=== PROMPT ===
Records follow. Select each line holding "exactly".

━━━

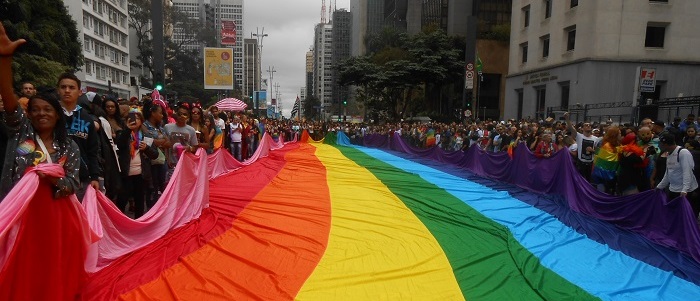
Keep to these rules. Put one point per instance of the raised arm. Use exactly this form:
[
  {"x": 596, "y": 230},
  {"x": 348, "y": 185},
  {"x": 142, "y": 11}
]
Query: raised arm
[
  {"x": 7, "y": 49},
  {"x": 569, "y": 125}
]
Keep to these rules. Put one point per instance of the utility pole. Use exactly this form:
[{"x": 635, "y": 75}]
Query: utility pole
[
  {"x": 277, "y": 96},
  {"x": 157, "y": 32},
  {"x": 260, "y": 35},
  {"x": 470, "y": 54}
]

━━━

=== ANSWER AREA ===
Keep to these rules. Put one point per instance of the raised arm. Use exactly this form:
Keep to these rules. Put one point per instance of the utility pole. Use exactly this form:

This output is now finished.